Excerpts of pointing data:
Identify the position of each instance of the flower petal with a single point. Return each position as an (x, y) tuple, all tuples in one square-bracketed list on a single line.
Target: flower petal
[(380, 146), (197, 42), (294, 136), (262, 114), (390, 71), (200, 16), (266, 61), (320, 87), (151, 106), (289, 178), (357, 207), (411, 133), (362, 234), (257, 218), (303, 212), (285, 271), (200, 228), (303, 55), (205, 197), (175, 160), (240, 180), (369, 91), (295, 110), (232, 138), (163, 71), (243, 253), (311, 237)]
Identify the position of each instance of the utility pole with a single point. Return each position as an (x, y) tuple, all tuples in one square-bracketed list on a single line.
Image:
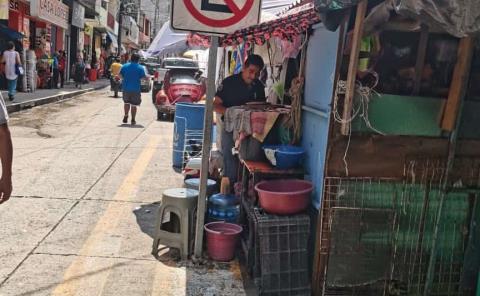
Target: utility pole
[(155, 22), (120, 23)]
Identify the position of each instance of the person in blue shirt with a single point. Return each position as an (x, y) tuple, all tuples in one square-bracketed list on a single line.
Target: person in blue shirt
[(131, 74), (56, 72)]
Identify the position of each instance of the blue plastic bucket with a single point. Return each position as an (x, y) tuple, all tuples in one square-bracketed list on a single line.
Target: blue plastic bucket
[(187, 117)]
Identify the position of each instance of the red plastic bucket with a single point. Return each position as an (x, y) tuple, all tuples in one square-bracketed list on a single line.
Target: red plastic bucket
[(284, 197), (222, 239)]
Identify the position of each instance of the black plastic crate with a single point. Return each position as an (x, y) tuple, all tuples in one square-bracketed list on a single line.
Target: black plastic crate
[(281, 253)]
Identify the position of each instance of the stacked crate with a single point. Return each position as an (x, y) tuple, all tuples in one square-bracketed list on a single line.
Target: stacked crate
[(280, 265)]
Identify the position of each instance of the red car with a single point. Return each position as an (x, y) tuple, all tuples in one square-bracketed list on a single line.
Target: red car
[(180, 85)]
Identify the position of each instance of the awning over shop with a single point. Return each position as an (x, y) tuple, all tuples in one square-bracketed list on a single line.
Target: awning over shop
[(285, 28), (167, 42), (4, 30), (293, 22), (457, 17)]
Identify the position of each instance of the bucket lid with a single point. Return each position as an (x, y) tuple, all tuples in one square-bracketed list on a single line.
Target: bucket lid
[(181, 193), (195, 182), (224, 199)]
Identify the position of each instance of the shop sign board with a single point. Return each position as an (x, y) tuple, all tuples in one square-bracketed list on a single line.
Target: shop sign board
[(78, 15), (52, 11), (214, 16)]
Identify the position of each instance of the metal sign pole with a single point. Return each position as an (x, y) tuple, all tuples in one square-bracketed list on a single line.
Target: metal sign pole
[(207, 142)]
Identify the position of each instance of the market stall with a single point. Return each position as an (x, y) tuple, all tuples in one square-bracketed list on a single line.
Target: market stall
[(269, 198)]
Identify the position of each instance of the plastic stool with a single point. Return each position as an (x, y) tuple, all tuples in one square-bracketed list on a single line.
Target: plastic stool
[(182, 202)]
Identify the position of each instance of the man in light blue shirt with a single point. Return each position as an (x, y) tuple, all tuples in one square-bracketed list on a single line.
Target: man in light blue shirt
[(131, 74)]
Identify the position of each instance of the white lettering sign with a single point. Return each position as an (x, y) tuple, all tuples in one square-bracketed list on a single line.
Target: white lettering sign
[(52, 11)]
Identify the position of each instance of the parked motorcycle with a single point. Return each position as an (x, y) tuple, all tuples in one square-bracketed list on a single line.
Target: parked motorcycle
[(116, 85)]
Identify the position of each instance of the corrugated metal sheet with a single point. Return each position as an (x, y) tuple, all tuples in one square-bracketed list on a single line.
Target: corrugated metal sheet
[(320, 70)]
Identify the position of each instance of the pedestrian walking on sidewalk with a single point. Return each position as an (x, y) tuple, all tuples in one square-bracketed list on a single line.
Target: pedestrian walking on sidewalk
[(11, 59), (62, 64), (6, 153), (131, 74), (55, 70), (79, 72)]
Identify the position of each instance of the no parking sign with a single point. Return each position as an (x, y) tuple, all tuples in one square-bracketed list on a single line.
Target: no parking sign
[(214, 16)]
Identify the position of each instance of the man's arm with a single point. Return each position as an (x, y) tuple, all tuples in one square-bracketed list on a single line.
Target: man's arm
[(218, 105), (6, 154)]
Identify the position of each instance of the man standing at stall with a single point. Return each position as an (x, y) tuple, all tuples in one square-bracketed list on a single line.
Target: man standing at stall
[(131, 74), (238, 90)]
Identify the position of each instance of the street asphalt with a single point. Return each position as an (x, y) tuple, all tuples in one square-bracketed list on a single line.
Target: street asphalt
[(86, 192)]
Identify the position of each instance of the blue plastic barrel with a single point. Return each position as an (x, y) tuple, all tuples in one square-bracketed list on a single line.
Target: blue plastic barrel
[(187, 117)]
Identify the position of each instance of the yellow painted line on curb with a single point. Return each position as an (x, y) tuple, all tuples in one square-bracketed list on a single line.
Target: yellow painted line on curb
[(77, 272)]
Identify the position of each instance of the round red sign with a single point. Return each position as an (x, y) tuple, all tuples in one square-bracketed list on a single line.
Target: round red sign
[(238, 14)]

Short problem:
Copy out every row above word for word, leaving out the pictures.

Solution for this exercise:
Identify the position of each instance of the flower petal with a single point. Return each position as an (x, y) tuple, all tuples in one square-bracketed list on a single line.
Target: flower petal
[(380, 146), (197, 42), (294, 136), (262, 114), (390, 71), (200, 16), (266, 61), (320, 87), (151, 106), (289, 178), (357, 207), (411, 133), (362, 234), (257, 218), (303, 212), (285, 271), (200, 228), (303, 55), (205, 197), (175, 160), (240, 180), (369, 91), (295, 110), (232, 138), (163, 71), (243, 253), (311, 237)]
Identify the position of each instance of the utility pole with a single point. Return each position as an (x, y) tuple, all tuples in one square-bracketed list on a single line.
Image:
Target: utility pole
[(155, 22), (120, 23)]
Identify the position of each instance of the person in blue shirt with a single point. Return each position as an (x, y) tuple, all tuples in one square-bracketed list on a single line.
Target: person in blue shirt
[(131, 74), (56, 72)]
Identify the position of each instance of the blue plastic bucket with a single point. Return each position as an (x, y) tuple, all tuples in one square-bracketed list on a single line.
Target: blue plastic bucket
[(187, 117)]
Identify the position of each instance of the red plastic bucket with a single point. Return each position as an (x, y) tuple, all tuples in one square-bracketed list on a single line.
Target: red plastic bucket
[(284, 197), (222, 239)]
Identify the position of each instance of the black plastic crate with a single point. Return each position as an (x, y) tuple, all tuples in one square-bracketed list on a single line.
Target: black plastic crate
[(281, 253)]
Identify the position of each instance of the stacked crate with a single point. Return each position as an (x, y) tuple, all tuples in one square-bracketed list on a single line.
Target: stacked crate
[(280, 265)]
Identify the position of each instance of the red car with a single point. Return each position as an (x, y) tuple, all tuples in one square-bracketed list on a single line.
Target: red car
[(180, 85)]
Identify the position of each instance of the awning over shop with a single point. Return each position as an (x, y) tuple, all tuples in one square-bracketed list on a single line.
Target: awning over shop
[(285, 28), (167, 42), (4, 30), (293, 22), (457, 17)]
Identify the position of each instance of the bucket lid with a single point. Return each position as an (x, y) tuple, all tuples in one square-bracketed list on a single line.
Target: bucket lid
[(181, 193), (195, 182), (224, 199)]
Identify the position of each instance of the shop sign board with a single point. Return each position as an (x, y) tuple, all tuples in one square-bracketed list on a single line.
Target: shop sign board
[(78, 15), (52, 11), (214, 16)]
Identify the position of each instance of the metal sign pole with a single point. Return each position as an (x, y) tuple, all tuples in one square-bracketed list on a single line.
Target: metal sign pole
[(207, 142)]
Identify the position of each instance of the market stall with a single point. Return each position as an (x, y) tuple, all tuples in one square-bracketed list on a single line.
Target: market stall
[(269, 198)]
Identify the position of each instance of the plastic stool with a single point. Return each position as an (x, y) tuple, all tuples in one square-bracketed list on a single line.
Target: plastic stool
[(182, 202)]
Identify the position of each instance of the man in light blue shirt with a single point. Return each position as an (x, y) tuple, all tuples in one square-bracketed list on a single line.
Target: man in light blue shirt
[(131, 74)]
Identify the position of each instance of the white lettering sign with a single point. Return each position as an (x, y) tuple, all tuples in one square-bracketed list on a single line.
Target: white lettering sign
[(52, 11)]
Identify the position of each instance of the parked motorcycle with a single point. Return each position as an (x, y) tuple, all tuples in one square-bracketed list on a single line.
Target: parked motorcycle
[(116, 85)]
Identify the position of each instance of the corrugated metal sheet with a single point. Return each position as an (x, y) tuple, all tuples in one square-bracketed list on a single line.
Target: corrugated metal sheet
[(320, 70)]
Identify the position of each instance of the pedestrian walking on sidewalk with a single point. Return each position as an (x, y) tuple, all tuples in one square-bracketed list on a single line.
Target: pedestrian walking on sidewalk
[(11, 59), (62, 64), (6, 153), (131, 74), (55, 70), (79, 72)]
Identify the position of each instance of the no parking sign with a single point. Return each position as an (x, y) tuple, all tuples in one square-bracketed list on a single line.
Target: no parking sign
[(214, 16)]
Identify the position of each instance of the man's arm with a single point. Return each position as an (x, y) tuple, all tuples in one square-bracketed list on a single line.
Target: man's arm
[(218, 105), (6, 154)]
Identify the position of each instance of the man standing at stall with a single point. Return each position as an (x, y) tuple, all tuples in one square-bracketed list on a single line.
Target: man standing at stall
[(131, 74), (238, 90)]
Identify the position of each instance of the street asphalt with a single point. Return each position as an (x, y) tuple, all tuples in one square-bracketed list on a single line.
Target: street asphalt
[(86, 192)]
Identify the position of each instance of the blue plastic barrel with a single point. Return each position as an (x, y) tuple, all tuples in one square-bracketed list on a single line.
Target: blue plastic barrel
[(187, 117)]
Identify the position of each instance of the yellow painted line on curb with a single point. Return each position as an (x, y) tuple, all tuples in one square-bracketed list on a single line.
Target: yellow painted line on curb
[(77, 272)]
Identify the position of each instance of the round red sign with a single point. Return each position as an (x, y) tuple, all tuples in one square-bracketed list on a single line.
Target: round red sign
[(238, 14)]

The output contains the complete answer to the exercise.